Written instruction.
Update every one of the records below by replacing "pixel coordinates" with "x and y coordinates", keeping all other text the same.

Data section.

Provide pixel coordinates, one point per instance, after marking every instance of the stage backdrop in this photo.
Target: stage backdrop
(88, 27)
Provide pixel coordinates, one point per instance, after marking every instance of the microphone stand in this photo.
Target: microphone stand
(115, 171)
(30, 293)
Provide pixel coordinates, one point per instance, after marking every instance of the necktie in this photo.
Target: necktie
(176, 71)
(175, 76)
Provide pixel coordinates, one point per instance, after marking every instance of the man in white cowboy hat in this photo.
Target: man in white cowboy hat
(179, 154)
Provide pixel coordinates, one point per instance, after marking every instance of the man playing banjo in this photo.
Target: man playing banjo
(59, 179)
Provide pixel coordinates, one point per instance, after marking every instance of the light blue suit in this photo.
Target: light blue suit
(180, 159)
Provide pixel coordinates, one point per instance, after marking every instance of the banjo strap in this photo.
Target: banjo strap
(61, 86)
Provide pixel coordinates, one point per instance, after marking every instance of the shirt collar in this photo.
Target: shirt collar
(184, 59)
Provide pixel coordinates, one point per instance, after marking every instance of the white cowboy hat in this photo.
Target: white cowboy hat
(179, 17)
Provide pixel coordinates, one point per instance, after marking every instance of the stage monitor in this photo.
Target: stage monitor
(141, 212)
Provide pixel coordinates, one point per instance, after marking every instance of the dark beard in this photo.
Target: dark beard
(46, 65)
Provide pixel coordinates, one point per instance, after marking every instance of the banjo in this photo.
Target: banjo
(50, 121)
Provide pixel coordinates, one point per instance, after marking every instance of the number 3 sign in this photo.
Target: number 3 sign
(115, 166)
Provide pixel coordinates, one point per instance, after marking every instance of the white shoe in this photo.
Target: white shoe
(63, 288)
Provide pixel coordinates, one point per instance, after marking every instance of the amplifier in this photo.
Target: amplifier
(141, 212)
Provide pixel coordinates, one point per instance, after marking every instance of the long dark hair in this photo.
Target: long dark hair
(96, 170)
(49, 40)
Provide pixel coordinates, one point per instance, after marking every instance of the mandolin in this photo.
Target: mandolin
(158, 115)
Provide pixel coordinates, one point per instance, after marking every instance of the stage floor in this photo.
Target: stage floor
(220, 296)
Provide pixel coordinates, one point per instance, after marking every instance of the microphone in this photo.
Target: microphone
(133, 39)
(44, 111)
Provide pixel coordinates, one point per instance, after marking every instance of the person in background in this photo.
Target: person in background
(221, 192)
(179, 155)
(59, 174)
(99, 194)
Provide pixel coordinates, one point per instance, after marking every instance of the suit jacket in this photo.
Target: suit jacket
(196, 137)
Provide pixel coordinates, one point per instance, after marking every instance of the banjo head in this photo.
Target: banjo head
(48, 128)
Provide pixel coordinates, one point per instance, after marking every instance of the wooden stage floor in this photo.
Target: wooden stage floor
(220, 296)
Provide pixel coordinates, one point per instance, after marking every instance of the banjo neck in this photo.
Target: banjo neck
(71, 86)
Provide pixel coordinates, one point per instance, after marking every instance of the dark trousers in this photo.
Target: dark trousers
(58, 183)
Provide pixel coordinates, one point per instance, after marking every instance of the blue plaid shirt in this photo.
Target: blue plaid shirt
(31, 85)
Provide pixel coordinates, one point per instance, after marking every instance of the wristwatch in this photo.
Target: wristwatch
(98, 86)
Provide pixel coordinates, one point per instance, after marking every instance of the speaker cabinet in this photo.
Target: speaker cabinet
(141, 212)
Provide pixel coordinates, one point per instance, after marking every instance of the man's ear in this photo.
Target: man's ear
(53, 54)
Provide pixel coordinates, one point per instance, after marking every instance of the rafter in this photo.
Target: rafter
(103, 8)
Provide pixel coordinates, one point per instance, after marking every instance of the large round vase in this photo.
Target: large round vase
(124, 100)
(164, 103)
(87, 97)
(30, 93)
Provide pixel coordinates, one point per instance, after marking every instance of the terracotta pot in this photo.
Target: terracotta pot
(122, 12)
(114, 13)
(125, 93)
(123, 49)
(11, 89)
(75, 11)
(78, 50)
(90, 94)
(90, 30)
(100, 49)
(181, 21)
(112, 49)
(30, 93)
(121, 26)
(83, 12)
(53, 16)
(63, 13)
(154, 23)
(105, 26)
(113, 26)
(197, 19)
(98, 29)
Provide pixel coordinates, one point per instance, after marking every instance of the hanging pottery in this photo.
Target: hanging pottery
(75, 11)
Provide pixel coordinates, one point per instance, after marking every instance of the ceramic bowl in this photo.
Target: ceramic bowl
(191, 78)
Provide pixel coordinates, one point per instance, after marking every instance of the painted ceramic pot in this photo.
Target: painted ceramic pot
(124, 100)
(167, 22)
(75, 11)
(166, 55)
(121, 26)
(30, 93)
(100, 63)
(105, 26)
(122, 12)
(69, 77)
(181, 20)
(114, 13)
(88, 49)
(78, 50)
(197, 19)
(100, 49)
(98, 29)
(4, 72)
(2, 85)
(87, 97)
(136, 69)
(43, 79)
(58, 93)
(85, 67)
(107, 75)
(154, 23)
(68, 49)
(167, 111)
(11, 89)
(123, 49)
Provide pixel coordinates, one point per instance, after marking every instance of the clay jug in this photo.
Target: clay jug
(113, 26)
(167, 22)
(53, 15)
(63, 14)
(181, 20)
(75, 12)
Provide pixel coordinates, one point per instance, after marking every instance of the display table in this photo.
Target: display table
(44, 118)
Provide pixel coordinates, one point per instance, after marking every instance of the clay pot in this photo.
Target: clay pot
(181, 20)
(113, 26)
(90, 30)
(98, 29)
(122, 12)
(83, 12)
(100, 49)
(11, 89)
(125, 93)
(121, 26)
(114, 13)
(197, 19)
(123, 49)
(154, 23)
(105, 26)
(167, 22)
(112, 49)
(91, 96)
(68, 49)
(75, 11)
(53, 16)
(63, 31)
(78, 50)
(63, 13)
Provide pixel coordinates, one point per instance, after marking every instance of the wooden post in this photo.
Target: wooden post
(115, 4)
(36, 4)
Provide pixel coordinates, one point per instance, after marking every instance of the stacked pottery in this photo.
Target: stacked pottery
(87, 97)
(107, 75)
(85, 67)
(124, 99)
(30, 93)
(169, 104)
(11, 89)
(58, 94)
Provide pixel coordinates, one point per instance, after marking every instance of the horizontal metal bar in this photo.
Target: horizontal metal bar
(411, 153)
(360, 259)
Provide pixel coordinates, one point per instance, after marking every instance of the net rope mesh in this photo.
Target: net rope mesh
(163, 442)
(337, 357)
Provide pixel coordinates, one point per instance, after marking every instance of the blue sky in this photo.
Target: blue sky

In response.
Provide x and y coordinates, one point per instance, after marking every instance of the stage backdrop in this photo.
Target: stage backdrop
(88, 27)
Provide x and y coordinates, one point per instance, after marking every instance of the microphone stand in this photo.
Target: microphone stand
(115, 171)
(30, 293)
Provide x and y coordinates, one point per instance, after marking every instance of the necktie in this photo.
Target: necktie
(176, 71)
(175, 76)
Provide x and y coordinates, one point per instance, after marking every instance of the man in white cowboy hat in this photo.
Target: man in white cowboy hat
(179, 154)
Provide x and y coordinates, one point per instance, after marking every instance of the man playing banjo in this photo.
Target: man playing banjo
(59, 179)
Provide x and y coordinates, one point per instance, after marking every instance of the light blue suit in this photo.
Target: light blue suit
(180, 159)
Provide x and y coordinates, one point per instance, after marking every instance of the banjo strap in this photo.
Target: banjo strap
(61, 86)
Provide x and y coordinates, one point per instance, after marking every instance of the shirt collar in this photo.
Target: shirt collar
(184, 59)
Provide x and y coordinates, one point per instance, after marking every instance of the white cowboy hat in this photo.
Target: white cowboy hat
(179, 17)
Provide x and y coordinates, one point per instance, after marking every instance of the stage monitor in this photo.
Target: stage monitor
(141, 212)
Provide x and y coordinates, one point per instance, after marking every instance of the dark beard in this photo.
Target: dark beard
(46, 65)
Provide x and y coordinates, one point per instance, after marking every instance of the banjo in this photo.
Target: banjo
(50, 121)
Provide x and y coordinates, one point per instance, after marking every instance of the number 3 sign in this photo.
Target: number 3 sign
(115, 166)
Provide x and y coordinates, one point per instance, after marking every instance of the white shoe in this photo.
Target: white shoe
(63, 288)
Provide x and y coordinates, one point per instance, after marking every instance of the amplifier in this photo.
Target: amplifier
(141, 212)
Provide x and y coordinates, one point per instance, after marking every instance of the long dark hair in this photo.
Target: long dark hair
(96, 170)
(49, 40)
Provide x and y coordinates, one point per instance, after marking every instance of the mandolin in this photo.
Target: mandolin
(158, 115)
Provide x and y coordinates, one point per instance, after marking every instance of the stage floor in this photo.
Target: stage floor
(220, 296)
Provide x and y coordinates, one point per instance, after marking every instance of the microphone in this photo.
Target: microphone
(133, 39)
(44, 111)
Provide x and y coordinates, one point per instance, after marking every instance of the person in background in this photo.
Target: person in background
(221, 192)
(179, 155)
(59, 174)
(99, 194)
Provide x and y coordinates, one point per instance, after marking every instance of the suit jacket in this photo.
Target: suit jacket
(196, 137)
Provide x and y coordinates, one point per instance, after marking every instance of the banjo head in this photo.
Target: banjo head
(48, 128)
Provide x and y coordinates, one point per instance, after marking every instance of the wooden stage floor in this photo.
Target: wooden stage floor
(220, 296)
Provide x and y coordinates, one point per instance, after marking every instance of the banjo neck in this photo.
Target: banjo neck
(71, 86)
Provide x and y coordinates, one point per instance, after marking every instance of the dark trousers in this photo.
Target: dark trousers
(58, 183)
Provide x and y coordinates, one point per instance, after marking every instance of the blue plaid shirt in this photo.
Target: blue plaid shirt
(31, 85)
Provide x and y coordinates, one point per instance, after marking every instance of the wristwatch in this photo.
Target: wristwatch
(98, 86)
Provide x and y coordinates, one point per instance, after marking every instance of the speaker cabinet in this photo.
Target: speaker cabinet
(141, 212)
Provide x and y coordinates, one point per instance, after marking every instance of the man's ear in this photo.
Target: man's ear
(53, 54)
Provide x and y coordinates, one point per instance, after marking every instance of the rafter in this photo.
Target: rafter
(103, 8)
Provide x and y coordinates, one point per instance, after marking every instance of the large round vase in this photo.
Target: large round vase
(124, 100)
(164, 103)
(87, 97)
(30, 93)
Provide x and y coordinates, one point per instance, after marking every instance of the terracotta pot in this photo.
Target: terracotta pot
(122, 12)
(114, 13)
(125, 93)
(123, 49)
(11, 89)
(75, 11)
(78, 50)
(90, 94)
(90, 30)
(100, 49)
(181, 21)
(112, 49)
(30, 93)
(121, 26)
(83, 12)
(53, 16)
(63, 13)
(154, 23)
(105, 26)
(113, 26)
(197, 19)
(98, 29)
Provide x and y coordinates, one point per instance, after marking every instance of the hanging pottery in this photo.
Target: hanging pottery
(75, 11)
Provide x and y coordinates, one point per instance, after marking every instance of the ceramic bowl in this photo.
Target: ceramic bowl
(191, 78)
Provide x and y coordinates, one point per instance, after marking every instance of the painted ceramic pot in this photo.
Target: painted ceramic pot
(124, 100)
(167, 22)
(75, 11)
(166, 55)
(121, 26)
(30, 93)
(100, 63)
(105, 26)
(122, 12)
(69, 77)
(181, 20)
(114, 13)
(88, 49)
(78, 50)
(197, 19)
(100, 49)
(98, 29)
(4, 72)
(2, 85)
(87, 97)
(136, 69)
(43, 79)
(58, 93)
(85, 67)
(107, 75)
(154, 23)
(68, 49)
(167, 111)
(11, 89)
(123, 49)
Provide x and y coordinates, one point per instance, after marking every instance of the clay jug in this photo.
Target: clay jug
(113, 26)
(167, 22)
(53, 15)
(63, 14)
(181, 20)
(75, 12)
Provide x and y coordinates, one point per instance, after marking every instance of the display table in this photo.
Target: display table
(44, 118)
Provide x and y coordinates, one point per instance, after marking every instance of the clay pot in this photo.
Target: clay pot
(181, 20)
(113, 26)
(90, 30)
(98, 29)
(122, 12)
(83, 12)
(100, 49)
(11, 89)
(125, 93)
(121, 26)
(114, 13)
(197, 19)
(123, 49)
(154, 23)
(105, 26)
(167, 22)
(112, 49)
(91, 96)
(68, 49)
(75, 11)
(53, 16)
(63, 31)
(78, 50)
(63, 13)
Provide x and y coordinates, one point per instance, after marking every instance of the wooden post in this photo.
Target: wooden post
(115, 4)
(36, 4)
Provide x and y coordinates, one point per instance, after marking every instance of the stacked pottery in this photo.
Target: stacked pottery
(87, 97)
(107, 75)
(85, 67)
(124, 99)
(30, 93)
(169, 104)
(11, 89)
(58, 94)
Provide x and y coordinates, one point per instance, after marking every instance of the horizontal metal bar in this photo.
Target: horizontal metal bar
(411, 153)
(360, 259)
Provide x and y coordinates, one point per instance, after marking every instance of the net rope mesh in this photo.
Target: net rope mesh
(163, 442)
(337, 357)
Provide x and y coordinates, one point per instance, after marking every instance of the blue sky in this photo.
Target: blue sky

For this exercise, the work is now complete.